### Activity list
**1.** Render this sentence from the post on the Rice Analytics patent into Spanish: "This patent covers important error modeling and dimension reduction aspects of RELR."
**2.** In the post on the Rice Analytics patent, who is named as the inventor of RELR?
**3.** Please extend the post on the Rice Analytics patent beyond its final sentence.

### Text section
==========

I was reading about the "Automated Reduced Error Predictive Analytics" patent secured by Rice Analytics (see below) and my first question is:

How can you successfully sue competitors about using a mathematical technology? After all, most vendors offer error and variance reduction as well as dimension reduction and automated model selection (based on optimizing goodness-of-fit) in their software. All statistical and data mining consultants, including myself, also use similar techniques to help solve business problems from their clients. For instance, I have developed methodology that achieves the same goal, and my methodology (hidden forests, see is public domain, non-patented, and everybody can use it freely.

Any claim about patent violation would most likely fail, the defendant's argument being "my algorithm is different, the only thing that our technology shares with the defendant's system is a methodology - well known and used by analytic professionals for decades - to reduce dimensionsonality, automate model selection and reduce error".

What about the newly recently published algorithm for random number generation based on the decimals of numbers similar to Pi (see This is public domain and non-patented. Could such a methodology be patented (assuming it would never have been published)? I don't think so, but would like to have your opinion on this.

The Rice Analytics Patent

Rice Analytics Issued Fundamental Patent on RELR Method

This Patent Covers RELR Error Modeling and Related Dimension Reduction

St. Louis, MO (USA), October 4, 2011 – Rice Analytics, the pioneers in automated reduced error regression, announced today the issuance to it by the US Patent Office for a patent for fundamental aspects of its Reduced Error Logistic Regression (RELR) technology.  This patent covers important error modeling and dimension reduction aspects of RELR.  Dan Rice, the inventor of RELR and President of Rice Analytics, stated the significance of this RELR patent as follows:

“While large numbers of patents are important in many technology applications, it is also clear that just one fundamental patent can lead to the breakthrough commercialization of an entire industry.  The MRI patent in the early 1970’s had such an effect and by the 1990’s had resulted in billions of dollars in licensing fees and enormous practical applications in medicine.  We believe that this RELR patent could have a similar effect in the field of Big Data analytics because RELR completely avoids the problematic and risky issues related to error and arbitrary model building choices that plague all other Big Data high dimensional regression algorithms.  RELR finally allows Big Data machine learning to be completely automated and interpretable. Just as the MRI allowed the physician to work at a much higher level and avoid arbitrary diagnostic choices where two physicians would come to completely different and inaccurate diagnoses, RELR allows analytic professionals to work at a much higher level and completely avoid arbitrary guesses in model building.  Thus, different modelers will no longer either build completely different models with the very same data or have to rely upon pre-filled parameters that are the arbitrary choices of others. Most modelers would spend significant time testing arbitrary parameters because they are worried about the large risk associated with such parameters, but then it is very hard for them to find the time to be creative. The complete automation that is the basis of RELR frees analytic professionals to work at a much higher and creative level, so they can pose better modeling problems and develop insightful model interpretations. Most importantly, unlike parsimonious variable selection in all other algorithms, RELR’s Parsed variable selection models actually can be interpreted because these models are not built with arbitrary choices and because they are consistent with maximum probability statistical theory.”

==========

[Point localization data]
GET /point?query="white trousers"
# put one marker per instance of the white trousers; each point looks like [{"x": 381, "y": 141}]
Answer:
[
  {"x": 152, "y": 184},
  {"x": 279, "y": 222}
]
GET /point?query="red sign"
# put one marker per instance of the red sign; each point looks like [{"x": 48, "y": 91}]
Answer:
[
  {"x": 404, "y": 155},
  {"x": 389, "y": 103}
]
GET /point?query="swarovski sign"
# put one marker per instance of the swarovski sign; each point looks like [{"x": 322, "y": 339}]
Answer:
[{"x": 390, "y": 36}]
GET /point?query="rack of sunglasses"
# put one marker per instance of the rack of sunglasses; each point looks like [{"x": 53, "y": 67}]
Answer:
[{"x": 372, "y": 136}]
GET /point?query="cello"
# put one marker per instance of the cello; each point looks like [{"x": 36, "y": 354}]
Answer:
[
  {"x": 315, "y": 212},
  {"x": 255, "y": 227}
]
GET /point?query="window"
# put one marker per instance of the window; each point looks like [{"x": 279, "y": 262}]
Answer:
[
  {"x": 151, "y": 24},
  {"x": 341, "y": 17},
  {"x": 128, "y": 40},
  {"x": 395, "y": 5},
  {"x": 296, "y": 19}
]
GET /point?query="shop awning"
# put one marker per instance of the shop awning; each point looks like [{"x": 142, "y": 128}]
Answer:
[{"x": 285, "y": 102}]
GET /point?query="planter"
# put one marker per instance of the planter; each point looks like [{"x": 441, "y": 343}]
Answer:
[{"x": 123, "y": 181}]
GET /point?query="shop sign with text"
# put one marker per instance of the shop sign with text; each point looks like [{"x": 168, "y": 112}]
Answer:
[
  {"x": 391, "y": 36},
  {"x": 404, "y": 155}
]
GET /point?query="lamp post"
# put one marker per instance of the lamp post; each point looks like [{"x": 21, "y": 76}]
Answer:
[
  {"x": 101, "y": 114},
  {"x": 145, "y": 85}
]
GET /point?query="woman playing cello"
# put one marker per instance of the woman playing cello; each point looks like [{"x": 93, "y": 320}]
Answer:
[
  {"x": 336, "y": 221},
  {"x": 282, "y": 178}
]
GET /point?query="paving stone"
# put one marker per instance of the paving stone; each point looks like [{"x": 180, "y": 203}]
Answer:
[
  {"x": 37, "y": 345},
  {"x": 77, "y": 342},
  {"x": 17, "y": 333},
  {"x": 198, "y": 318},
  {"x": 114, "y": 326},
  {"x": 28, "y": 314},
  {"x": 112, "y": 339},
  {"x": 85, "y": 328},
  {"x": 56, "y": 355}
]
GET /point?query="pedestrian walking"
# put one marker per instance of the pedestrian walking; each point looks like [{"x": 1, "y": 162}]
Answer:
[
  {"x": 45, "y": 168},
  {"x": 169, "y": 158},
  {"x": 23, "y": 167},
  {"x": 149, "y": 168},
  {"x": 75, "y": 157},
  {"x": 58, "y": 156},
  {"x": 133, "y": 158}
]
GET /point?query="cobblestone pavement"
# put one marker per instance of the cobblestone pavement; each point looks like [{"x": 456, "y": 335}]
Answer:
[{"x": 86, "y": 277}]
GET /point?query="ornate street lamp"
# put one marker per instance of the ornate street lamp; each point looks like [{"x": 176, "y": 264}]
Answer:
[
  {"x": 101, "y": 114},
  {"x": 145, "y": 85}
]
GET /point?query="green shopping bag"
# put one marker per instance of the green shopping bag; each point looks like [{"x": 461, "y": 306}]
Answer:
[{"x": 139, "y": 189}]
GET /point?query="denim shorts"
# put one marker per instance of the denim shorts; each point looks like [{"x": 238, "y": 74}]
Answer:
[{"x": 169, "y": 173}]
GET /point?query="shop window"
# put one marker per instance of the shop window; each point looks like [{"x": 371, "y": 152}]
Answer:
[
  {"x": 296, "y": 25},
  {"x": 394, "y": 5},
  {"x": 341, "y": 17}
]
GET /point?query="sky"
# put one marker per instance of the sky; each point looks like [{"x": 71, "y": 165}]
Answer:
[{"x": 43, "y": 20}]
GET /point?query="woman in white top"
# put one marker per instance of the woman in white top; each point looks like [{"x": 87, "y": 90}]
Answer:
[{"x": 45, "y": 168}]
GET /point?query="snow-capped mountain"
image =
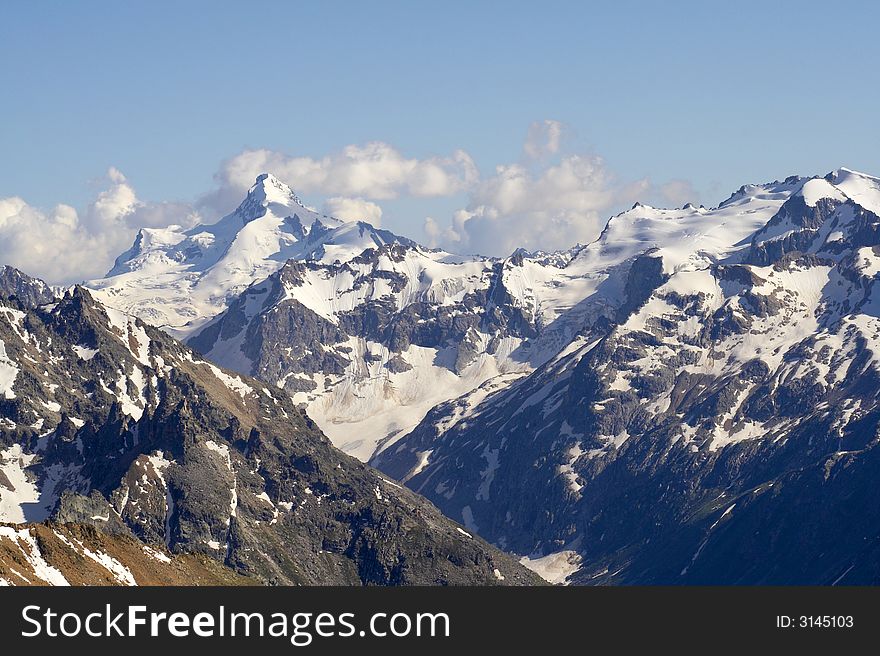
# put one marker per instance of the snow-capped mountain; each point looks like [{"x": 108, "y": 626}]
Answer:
[
  {"x": 107, "y": 423},
  {"x": 656, "y": 406},
  {"x": 723, "y": 428},
  {"x": 178, "y": 279},
  {"x": 370, "y": 330}
]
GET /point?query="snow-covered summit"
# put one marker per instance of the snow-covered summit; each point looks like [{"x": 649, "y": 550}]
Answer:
[{"x": 178, "y": 278}]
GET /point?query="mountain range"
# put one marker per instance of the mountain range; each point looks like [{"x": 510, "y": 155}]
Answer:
[{"x": 690, "y": 398}]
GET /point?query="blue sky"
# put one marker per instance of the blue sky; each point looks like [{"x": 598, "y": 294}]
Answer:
[{"x": 708, "y": 94}]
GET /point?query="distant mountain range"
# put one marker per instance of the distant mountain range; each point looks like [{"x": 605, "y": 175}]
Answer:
[{"x": 690, "y": 398}]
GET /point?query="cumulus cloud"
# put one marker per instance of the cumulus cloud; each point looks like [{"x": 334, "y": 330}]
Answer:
[
  {"x": 63, "y": 246},
  {"x": 353, "y": 209},
  {"x": 374, "y": 171},
  {"x": 543, "y": 139},
  {"x": 553, "y": 208}
]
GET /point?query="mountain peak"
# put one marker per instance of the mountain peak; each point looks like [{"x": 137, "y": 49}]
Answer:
[{"x": 267, "y": 188}]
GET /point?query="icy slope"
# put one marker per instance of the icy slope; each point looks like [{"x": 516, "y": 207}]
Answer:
[
  {"x": 696, "y": 439},
  {"x": 178, "y": 279},
  {"x": 112, "y": 423}
]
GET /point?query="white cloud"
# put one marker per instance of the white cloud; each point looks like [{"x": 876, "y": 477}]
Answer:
[
  {"x": 552, "y": 208},
  {"x": 64, "y": 246},
  {"x": 353, "y": 209},
  {"x": 373, "y": 171},
  {"x": 543, "y": 139}
]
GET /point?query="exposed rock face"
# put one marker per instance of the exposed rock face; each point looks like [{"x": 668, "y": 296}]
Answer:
[
  {"x": 398, "y": 325},
  {"x": 105, "y": 421},
  {"x": 723, "y": 430},
  {"x": 70, "y": 554},
  {"x": 31, "y": 292}
]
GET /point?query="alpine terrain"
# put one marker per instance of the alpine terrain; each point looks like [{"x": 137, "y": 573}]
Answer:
[
  {"x": 692, "y": 398},
  {"x": 722, "y": 427},
  {"x": 151, "y": 465}
]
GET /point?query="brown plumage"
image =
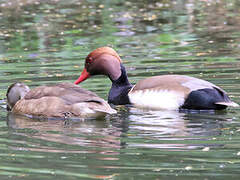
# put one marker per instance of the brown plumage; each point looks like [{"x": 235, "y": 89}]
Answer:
[
  {"x": 169, "y": 92},
  {"x": 59, "y": 100}
]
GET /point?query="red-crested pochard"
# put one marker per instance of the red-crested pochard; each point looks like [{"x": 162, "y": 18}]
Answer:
[
  {"x": 59, "y": 100},
  {"x": 170, "y": 92}
]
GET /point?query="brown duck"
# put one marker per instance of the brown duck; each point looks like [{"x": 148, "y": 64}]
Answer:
[
  {"x": 59, "y": 100},
  {"x": 170, "y": 92}
]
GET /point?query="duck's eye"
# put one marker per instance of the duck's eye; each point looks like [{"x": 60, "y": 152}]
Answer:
[{"x": 89, "y": 60}]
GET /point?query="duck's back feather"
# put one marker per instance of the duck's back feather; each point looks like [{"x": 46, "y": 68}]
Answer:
[{"x": 62, "y": 100}]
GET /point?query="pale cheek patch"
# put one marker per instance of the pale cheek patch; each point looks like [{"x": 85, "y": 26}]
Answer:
[{"x": 157, "y": 99}]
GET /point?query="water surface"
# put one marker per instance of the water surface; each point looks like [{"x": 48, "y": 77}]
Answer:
[{"x": 44, "y": 42}]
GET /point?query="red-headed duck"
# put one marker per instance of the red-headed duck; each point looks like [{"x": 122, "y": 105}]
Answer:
[{"x": 170, "y": 92}]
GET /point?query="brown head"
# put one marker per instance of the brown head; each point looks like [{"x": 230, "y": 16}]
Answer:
[
  {"x": 16, "y": 92},
  {"x": 103, "y": 60}
]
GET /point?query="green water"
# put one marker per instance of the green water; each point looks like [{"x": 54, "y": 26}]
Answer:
[{"x": 44, "y": 42}]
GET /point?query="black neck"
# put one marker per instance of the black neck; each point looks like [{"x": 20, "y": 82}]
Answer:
[{"x": 118, "y": 93}]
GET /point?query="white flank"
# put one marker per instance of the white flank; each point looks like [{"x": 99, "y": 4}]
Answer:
[{"x": 157, "y": 99}]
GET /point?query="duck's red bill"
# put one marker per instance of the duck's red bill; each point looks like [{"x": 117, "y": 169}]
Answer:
[{"x": 84, "y": 75}]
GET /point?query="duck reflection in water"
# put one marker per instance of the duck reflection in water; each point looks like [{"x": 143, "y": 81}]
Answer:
[{"x": 156, "y": 129}]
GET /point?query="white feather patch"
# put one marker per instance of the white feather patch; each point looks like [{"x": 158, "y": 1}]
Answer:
[{"x": 157, "y": 99}]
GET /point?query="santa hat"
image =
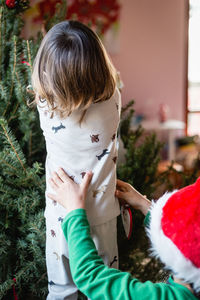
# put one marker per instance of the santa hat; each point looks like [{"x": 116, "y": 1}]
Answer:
[{"x": 174, "y": 232}]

==========

### Numbered responses
**1.** Esta patente cubre aspectos importantes de modelado de errores y de reducción de dimensionalidad de RELR.

**2.** Dan Rice, the President of Rice Analytics.

**3.**
This US patent referenced as number 8,032,473 describes a method of modeling and reducing error in logistic regression that can be applied quite generally in machine learning applications. Logistic regression is one of the more general advanced analytics methods because it can be used to model the probability of outcomes in all classic regression problems without regard to the form of the dependent variable. The most common application of logistic regression is in modeling categorical outcomes, such as binary or ordinal outcomes. Yet, any continuous dependent variable can be categorized into intervals and also modeled with logistic regression, such as in forecasting and survival analysis problems.   Logistic regression remains one of the most widely used advanced analytics methods in business, government, medicine, and science applications. The reason for the popularity of logistic regression is that it allows the possibility of insight into the key putative drivers of the predicted regression outcome, but problems related to error and dimensionality are major limiting factors and prevent such insight with non-experimental data.  This patented RELR method overcomes these problems.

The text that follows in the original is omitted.